## Start Supplied material

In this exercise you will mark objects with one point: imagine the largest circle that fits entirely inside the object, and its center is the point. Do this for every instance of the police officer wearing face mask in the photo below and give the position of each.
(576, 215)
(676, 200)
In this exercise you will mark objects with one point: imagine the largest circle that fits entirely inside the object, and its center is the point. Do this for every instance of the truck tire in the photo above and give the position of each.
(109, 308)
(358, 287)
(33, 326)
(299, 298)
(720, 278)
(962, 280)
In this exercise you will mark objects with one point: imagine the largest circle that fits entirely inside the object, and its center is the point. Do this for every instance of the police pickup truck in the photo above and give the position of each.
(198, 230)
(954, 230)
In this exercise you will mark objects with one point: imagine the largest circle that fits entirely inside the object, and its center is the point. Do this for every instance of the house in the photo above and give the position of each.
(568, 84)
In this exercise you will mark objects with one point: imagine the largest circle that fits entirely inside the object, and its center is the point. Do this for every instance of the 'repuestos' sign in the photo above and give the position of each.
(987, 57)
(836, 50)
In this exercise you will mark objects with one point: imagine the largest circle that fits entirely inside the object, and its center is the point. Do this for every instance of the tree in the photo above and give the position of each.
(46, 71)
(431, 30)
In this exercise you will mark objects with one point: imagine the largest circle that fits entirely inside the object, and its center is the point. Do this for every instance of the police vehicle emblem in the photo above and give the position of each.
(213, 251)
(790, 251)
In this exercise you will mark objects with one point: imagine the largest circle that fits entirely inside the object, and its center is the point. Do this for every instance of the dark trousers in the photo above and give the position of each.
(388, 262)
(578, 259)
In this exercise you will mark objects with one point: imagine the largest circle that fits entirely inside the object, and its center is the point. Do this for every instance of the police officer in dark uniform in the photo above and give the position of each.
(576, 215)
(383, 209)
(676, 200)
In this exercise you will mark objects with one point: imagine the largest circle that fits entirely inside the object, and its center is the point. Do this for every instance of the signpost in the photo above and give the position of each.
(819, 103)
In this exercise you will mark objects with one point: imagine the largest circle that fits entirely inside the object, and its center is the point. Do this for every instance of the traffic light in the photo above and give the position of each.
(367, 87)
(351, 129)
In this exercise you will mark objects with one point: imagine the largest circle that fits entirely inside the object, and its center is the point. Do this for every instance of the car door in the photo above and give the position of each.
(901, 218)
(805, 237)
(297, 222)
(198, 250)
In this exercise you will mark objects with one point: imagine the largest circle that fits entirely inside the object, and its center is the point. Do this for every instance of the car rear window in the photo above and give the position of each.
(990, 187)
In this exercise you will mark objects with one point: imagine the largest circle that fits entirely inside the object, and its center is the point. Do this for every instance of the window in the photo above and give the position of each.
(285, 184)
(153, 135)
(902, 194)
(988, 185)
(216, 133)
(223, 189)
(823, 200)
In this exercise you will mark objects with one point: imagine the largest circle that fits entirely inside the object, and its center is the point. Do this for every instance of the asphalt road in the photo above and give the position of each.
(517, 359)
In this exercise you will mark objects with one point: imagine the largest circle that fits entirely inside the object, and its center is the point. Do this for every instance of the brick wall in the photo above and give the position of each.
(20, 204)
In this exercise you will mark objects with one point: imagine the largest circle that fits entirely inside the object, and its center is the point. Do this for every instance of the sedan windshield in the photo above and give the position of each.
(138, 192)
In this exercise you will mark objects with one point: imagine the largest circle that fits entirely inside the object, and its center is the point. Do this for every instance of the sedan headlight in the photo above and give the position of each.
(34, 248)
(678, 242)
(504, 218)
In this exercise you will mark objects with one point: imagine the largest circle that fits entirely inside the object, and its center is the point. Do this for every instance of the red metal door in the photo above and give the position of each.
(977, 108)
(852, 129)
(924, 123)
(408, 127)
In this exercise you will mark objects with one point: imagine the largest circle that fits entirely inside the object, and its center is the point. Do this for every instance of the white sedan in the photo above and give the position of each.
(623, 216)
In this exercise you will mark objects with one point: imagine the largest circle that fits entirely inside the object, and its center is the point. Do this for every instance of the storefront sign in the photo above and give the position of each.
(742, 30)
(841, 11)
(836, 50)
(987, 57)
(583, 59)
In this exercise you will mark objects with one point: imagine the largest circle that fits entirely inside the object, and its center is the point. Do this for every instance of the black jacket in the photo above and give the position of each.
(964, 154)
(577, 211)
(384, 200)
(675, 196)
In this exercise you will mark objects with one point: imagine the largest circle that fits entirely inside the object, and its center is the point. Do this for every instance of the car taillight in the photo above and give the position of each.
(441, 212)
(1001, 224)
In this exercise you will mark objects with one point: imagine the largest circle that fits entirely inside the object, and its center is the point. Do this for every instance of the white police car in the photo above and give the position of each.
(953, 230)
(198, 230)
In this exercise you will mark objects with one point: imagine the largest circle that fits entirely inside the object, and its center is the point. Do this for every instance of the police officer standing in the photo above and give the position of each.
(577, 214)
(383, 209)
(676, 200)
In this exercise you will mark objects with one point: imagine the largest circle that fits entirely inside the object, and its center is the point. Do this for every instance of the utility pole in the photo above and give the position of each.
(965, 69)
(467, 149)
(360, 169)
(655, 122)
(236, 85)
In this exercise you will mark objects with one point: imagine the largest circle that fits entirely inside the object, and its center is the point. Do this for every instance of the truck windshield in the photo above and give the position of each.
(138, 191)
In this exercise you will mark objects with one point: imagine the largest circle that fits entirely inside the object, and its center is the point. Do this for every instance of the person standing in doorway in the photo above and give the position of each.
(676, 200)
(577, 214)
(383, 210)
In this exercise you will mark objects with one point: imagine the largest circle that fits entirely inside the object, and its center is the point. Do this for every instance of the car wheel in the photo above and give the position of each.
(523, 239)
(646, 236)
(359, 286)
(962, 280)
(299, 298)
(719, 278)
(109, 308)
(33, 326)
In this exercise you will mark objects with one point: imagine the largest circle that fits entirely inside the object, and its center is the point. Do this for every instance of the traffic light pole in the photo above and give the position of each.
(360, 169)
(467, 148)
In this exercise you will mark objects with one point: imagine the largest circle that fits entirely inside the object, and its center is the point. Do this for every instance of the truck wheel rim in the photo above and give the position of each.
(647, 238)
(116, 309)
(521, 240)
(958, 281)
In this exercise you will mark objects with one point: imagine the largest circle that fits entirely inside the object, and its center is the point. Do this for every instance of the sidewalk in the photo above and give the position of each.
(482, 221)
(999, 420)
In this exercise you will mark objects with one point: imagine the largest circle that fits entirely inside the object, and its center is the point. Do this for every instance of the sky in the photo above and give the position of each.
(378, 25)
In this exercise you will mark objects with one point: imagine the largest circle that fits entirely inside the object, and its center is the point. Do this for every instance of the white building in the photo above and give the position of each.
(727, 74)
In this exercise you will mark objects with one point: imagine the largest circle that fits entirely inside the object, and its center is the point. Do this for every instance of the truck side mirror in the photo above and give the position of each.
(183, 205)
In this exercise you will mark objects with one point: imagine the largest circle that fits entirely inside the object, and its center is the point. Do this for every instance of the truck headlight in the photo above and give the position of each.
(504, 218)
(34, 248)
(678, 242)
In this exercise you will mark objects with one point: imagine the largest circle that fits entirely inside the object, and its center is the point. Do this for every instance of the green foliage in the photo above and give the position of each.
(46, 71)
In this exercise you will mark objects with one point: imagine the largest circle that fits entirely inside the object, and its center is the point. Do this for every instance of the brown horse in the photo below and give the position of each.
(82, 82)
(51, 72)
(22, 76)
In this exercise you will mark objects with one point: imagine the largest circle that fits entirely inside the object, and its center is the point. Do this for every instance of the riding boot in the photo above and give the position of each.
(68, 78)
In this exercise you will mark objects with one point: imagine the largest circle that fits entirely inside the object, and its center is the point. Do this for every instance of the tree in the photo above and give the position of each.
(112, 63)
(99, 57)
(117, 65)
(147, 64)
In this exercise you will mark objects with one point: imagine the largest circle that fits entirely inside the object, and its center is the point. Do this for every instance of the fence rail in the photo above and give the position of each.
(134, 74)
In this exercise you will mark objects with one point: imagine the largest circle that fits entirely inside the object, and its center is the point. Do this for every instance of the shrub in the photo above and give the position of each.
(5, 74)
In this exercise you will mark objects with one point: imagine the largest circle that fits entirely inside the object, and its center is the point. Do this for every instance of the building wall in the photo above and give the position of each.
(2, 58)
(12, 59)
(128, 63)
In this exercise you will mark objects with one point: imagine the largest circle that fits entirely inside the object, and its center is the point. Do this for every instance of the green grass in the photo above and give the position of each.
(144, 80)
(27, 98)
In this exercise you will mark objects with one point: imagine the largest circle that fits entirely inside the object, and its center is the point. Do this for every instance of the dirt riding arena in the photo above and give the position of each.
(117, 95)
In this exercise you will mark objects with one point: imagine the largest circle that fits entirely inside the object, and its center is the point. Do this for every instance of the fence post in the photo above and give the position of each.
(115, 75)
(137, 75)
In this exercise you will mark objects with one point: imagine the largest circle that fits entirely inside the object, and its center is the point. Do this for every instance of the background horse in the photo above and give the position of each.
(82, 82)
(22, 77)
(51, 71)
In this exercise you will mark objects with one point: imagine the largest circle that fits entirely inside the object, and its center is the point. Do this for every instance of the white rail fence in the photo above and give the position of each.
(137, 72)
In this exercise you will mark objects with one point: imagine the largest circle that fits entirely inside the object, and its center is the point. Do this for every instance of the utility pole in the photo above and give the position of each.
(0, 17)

## End Supplied material

### Request
Format the lines from the one containing "of the background" through the last line above, inclusive, as a CSV with the two columns instruction and response. Each row pairs one block of wording with the coordinates listed under it, with each field in double quotes and line breaks replaced by spaces.

### Written answer
instruction,response
"In this exercise you will mark objects with one point: imagine the largest circle that fits entirely inside the object, and its center is the point. Do this for every instance of the background horse in the photo above and give the position of each.","(82, 82) (22, 77) (51, 71)"
"In this exercise you will mark objects with one point: imagine the largest circle that fits entirely inside the object, and its center is the point. Do this for every instance of the white rail fence in the photo above and give the position of each.","(137, 72)"
"In this exercise you will mark objects with one point: imagine the largest circle that fits entirely inside the object, and its center is the point. Do this for every instance of the utility pole in the photo above and give the position of each.","(0, 17)"